Problem statement
Set out the lines below, from the line with "Segment every instance of the ceiling" to the line with "18), (39, 17)]", as a Markdown table. Use the columns No. and Line, give each line a row number, and leave out blank lines.

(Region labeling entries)
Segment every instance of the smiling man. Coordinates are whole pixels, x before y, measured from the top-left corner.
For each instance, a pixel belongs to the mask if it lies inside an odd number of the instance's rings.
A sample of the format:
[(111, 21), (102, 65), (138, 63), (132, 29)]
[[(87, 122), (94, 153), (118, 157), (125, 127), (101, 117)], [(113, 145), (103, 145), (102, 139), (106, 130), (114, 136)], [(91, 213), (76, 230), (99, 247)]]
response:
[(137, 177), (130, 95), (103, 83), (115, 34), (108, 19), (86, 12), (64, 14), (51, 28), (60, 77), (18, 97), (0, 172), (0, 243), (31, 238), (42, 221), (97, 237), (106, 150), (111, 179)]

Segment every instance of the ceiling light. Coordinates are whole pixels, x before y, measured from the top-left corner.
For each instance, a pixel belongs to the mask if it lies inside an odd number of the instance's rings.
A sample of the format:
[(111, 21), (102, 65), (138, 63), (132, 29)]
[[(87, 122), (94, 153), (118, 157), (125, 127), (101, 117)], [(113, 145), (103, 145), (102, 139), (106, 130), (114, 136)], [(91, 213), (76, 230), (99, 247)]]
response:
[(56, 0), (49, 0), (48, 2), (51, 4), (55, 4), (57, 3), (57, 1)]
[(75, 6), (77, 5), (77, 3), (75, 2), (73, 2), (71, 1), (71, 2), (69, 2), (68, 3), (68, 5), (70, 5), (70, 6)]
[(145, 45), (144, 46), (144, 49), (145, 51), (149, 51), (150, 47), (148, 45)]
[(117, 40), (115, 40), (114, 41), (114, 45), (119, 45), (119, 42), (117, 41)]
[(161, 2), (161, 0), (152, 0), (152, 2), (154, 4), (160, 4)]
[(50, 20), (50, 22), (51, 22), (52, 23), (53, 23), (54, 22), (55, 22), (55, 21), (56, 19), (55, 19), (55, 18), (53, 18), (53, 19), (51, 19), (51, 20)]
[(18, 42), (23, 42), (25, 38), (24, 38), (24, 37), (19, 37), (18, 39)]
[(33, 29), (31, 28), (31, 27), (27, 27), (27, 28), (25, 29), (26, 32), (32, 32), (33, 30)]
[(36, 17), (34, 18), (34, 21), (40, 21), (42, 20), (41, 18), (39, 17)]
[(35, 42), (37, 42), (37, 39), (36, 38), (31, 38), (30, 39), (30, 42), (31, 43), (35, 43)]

Solution
| No. | Line |
|---|---|
| 1 | Segment every instance of the ceiling light. Coordinates are whole pixels, x before y, measured from the top-left corner. |
| 2 | For each instance, a pixel belongs to the mask if it lies inside an odd number of the instance's rings. |
| 3 | A sample of the format: |
| 4 | [(111, 21), (102, 65), (138, 63), (132, 29)] |
| 5 | [[(87, 122), (94, 153), (118, 157), (125, 127), (101, 117)], [(113, 145), (103, 145), (102, 139), (106, 130), (114, 136)], [(91, 213), (76, 230), (99, 247)]] |
| 6 | response: |
| 7 | [(56, 0), (49, 0), (48, 2), (51, 4), (55, 4), (57, 3), (57, 1)] |
| 8 | [(75, 6), (77, 5), (77, 3), (75, 2), (73, 2), (71, 1), (71, 2), (69, 2), (68, 3), (68, 5), (70, 5), (70, 6)] |
| 9 | [(145, 45), (144, 46), (144, 49), (145, 51), (149, 51), (150, 47), (148, 45)] |
| 10 | [(117, 40), (115, 40), (114, 41), (114, 45), (119, 45), (119, 42), (117, 41)] |
| 11 | [(161, 2), (161, 0), (152, 0), (152, 2), (154, 4), (160, 4)] |
| 12 | [(50, 20), (50, 22), (51, 22), (52, 23), (53, 23), (54, 22), (55, 22), (55, 21), (56, 19), (55, 19), (55, 18), (53, 18), (53, 19), (51, 19), (51, 20)] |
| 13 | [(18, 42), (23, 42), (25, 38), (24, 38), (24, 37), (19, 37), (18, 39)] |
| 14 | [(33, 29), (31, 28), (31, 27), (27, 27), (27, 28), (25, 29), (26, 32), (32, 32), (33, 30)] |
| 15 | [(36, 17), (34, 18), (34, 21), (40, 21), (42, 20), (41, 18), (39, 17)] |